§ **Required action A**:
Which gene did the scientists delete, according to the health news briefs, to make mosquitoes resistant to the malaria parasite?
§ **Required action B**:
Write the next part of the health news briefs, picking up after their final sentence.

A daily, one-month tuberculosis (TB) prophylaxis regime may provide the same protection for HIV-positive individuals as the standard nine-month prophylactic regime, according to a new study. HIV-positive individuals are at heightened risk of contracting TB, and TB kills more people with HIV than any other disease, including AIDS-associated illnesses. The phase III study found that while protection rates against TB were similar in a group receiving one-month of treatment versus nine-months, toxicity was lower in the one-month group and fewer people in the one-month group experienced neurologic and liver events, though more people in the one-month group experienced hematologic events, including anemia and drops in white blood cell counts. Researchers need to study the regimen further, but these results are promising. A shorter, simplified TB prophylaxis regimen could improve patient adherence.

Scientists at Johns Hopkins Bloomberg School of Public Health’s Malaria Research Institute used CRISPR, a gene-editing tool, to make mosquitos highly resistant to the malaria parasite, making it much less likely for the mosquito to transmit the parasite to humans. Scientists used CRISPR to delete a gene—FREP1—that helps the parasite survive in the mosquito's gut and develop further, making the malaria parasites within the mosquito much less likely to survive and reproduce. This study marks the first time a mosquito has been rendered resistant to malaria by deleting a gene. Scientists believe replacing wild mosquitos with these gene-edited mosquitos could dramatically reduce the incidence and subsequent burden of malaria in local populations.

§ **Raw data**:
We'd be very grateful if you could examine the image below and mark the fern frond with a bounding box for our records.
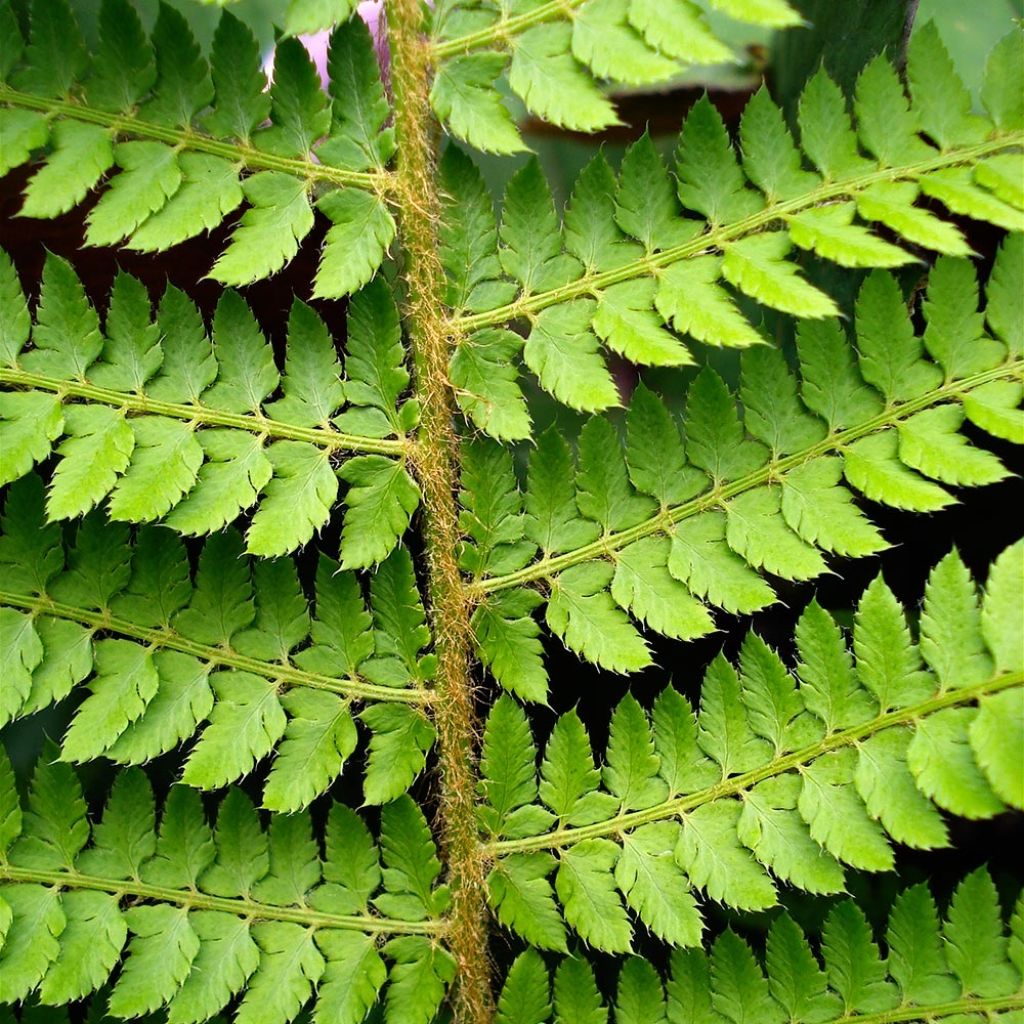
[463,234,1024,699]
[497,868,1024,1024]
[0,475,434,811]
[442,30,1024,432]
[0,0,395,298]
[480,542,1024,952]
[0,250,419,568]
[430,0,801,153]
[0,753,452,1024]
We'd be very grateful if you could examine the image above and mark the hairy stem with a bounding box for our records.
[486,672,1024,857]
[0,590,430,703]
[453,131,1024,334]
[0,863,444,935]
[467,358,1024,600]
[386,0,493,1024]
[432,0,584,60]
[0,367,406,455]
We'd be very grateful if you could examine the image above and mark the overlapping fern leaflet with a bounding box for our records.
[480,542,1024,950]
[0,250,420,568]
[497,869,1024,1024]
[441,25,1024,430]
[0,752,453,1024]
[0,475,434,811]
[463,234,1024,699]
[430,0,801,153]
[0,0,395,298]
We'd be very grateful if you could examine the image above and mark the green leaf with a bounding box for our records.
[981,541,1024,672]
[525,426,600,554]
[316,17,395,171]
[61,640,159,762]
[204,10,270,142]
[886,885,959,1004]
[167,910,259,1024]
[181,671,287,790]
[246,441,338,557]
[906,22,989,150]
[821,900,898,1015]
[697,654,768,778]
[85,141,181,246]
[736,775,846,894]
[508,23,618,131]
[602,694,668,811]
[711,929,782,1024]
[313,929,387,1024]
[577,417,654,534]
[472,588,548,702]
[359,703,434,804]
[210,171,313,286]
[110,905,200,1017]
[545,562,651,672]
[843,433,953,512]
[629,0,732,63]
[615,821,703,946]
[765,914,839,1021]
[0,885,67,1002]
[20,120,114,220]
[943,867,1020,997]
[285,0,353,36]
[654,256,764,348]
[487,852,566,952]
[523,299,618,412]
[555,839,633,952]
[981,29,1024,131]
[676,800,777,910]
[853,574,935,714]
[668,512,776,614]
[263,689,357,814]
[785,203,913,267]
[126,153,245,252]
[781,456,889,558]
[141,4,213,127]
[337,455,420,569]
[611,537,715,640]
[234,921,325,1024]
[313,188,396,299]
[906,708,1004,818]
[686,367,768,481]
[450,329,530,440]
[540,711,616,824]
[430,51,525,154]
[495,949,551,1024]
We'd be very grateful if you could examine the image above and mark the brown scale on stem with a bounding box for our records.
[386,0,494,1024]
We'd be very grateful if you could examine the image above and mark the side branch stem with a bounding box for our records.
[0,367,406,455]
[385,0,494,1024]
[452,131,1024,334]
[0,590,430,703]
[484,672,1024,858]
[0,85,389,191]
[466,358,1024,600]
[0,863,444,935]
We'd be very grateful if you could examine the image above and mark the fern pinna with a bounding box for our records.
[0,0,1024,1024]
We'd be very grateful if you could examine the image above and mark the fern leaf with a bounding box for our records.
[0,0,394,288]
[439,35,1024,419]
[0,256,419,567]
[0,756,451,1024]
[464,245,1020,696]
[0,476,433,810]
[481,545,1022,950]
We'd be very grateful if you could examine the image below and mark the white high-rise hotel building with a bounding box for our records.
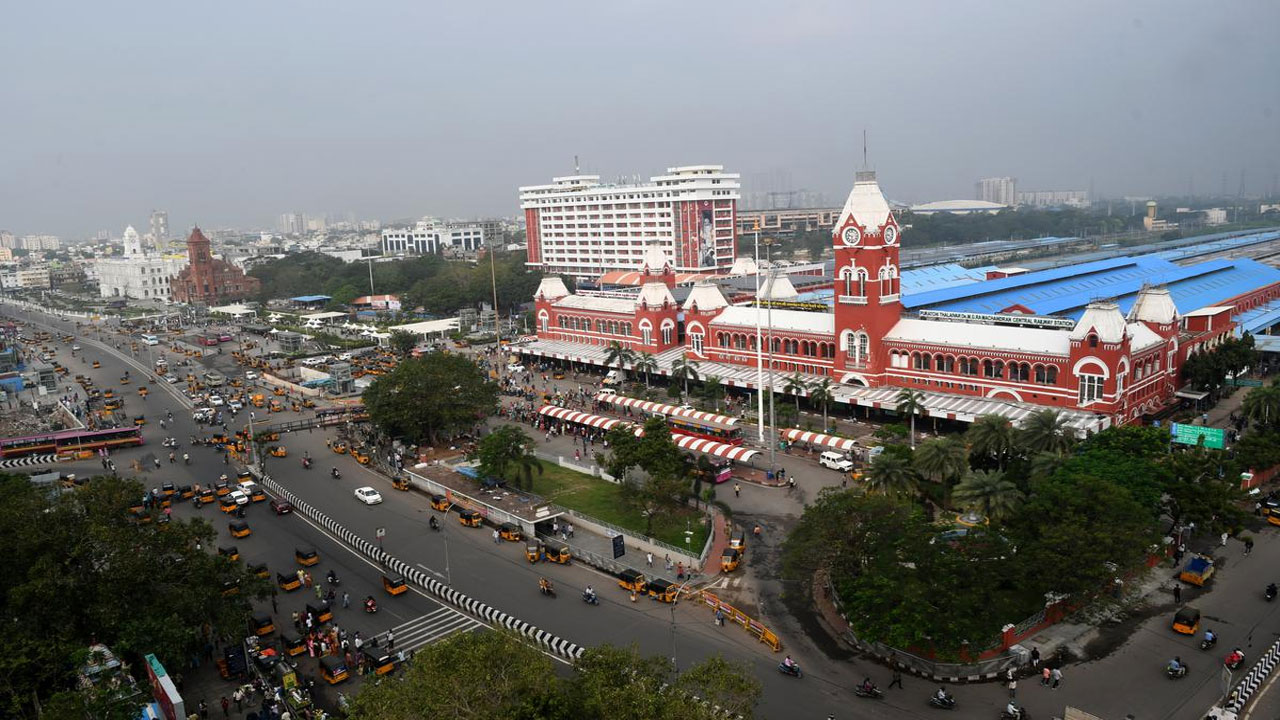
[520,165,741,279]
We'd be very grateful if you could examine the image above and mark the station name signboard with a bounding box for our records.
[1169,423,1226,450]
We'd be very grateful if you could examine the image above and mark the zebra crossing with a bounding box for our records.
[378,606,483,655]
[0,455,58,470]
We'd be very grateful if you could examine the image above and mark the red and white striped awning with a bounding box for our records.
[538,405,631,430]
[671,433,760,462]
[782,429,858,452]
[595,389,737,428]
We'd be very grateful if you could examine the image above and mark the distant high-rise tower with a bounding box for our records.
[151,210,169,250]
[974,177,1018,208]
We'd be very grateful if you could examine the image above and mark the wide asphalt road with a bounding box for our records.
[15,301,1280,720]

§ **Result A**:
FREP1

§ **Result B**:
It may be possible to create a drinkable solution to provide protection to individuals during a cholera epidemic, according to new research. Cholera is set off by a toxin, which attaches to the intestinal wall and causes life-threatening diarrhea. Researchers found that introducing certain molecules into the intestine can prevent the cholera toxin from binding to specific receptors on the intestinal surface. The researchers believe these results offer the possibility of creating a drinkable antidote that would put these receptors offline. This solution could be easier and quicker to administer than vaccines in an epidemic scenario, helping immediately reduce the spread of cholera in an affected area.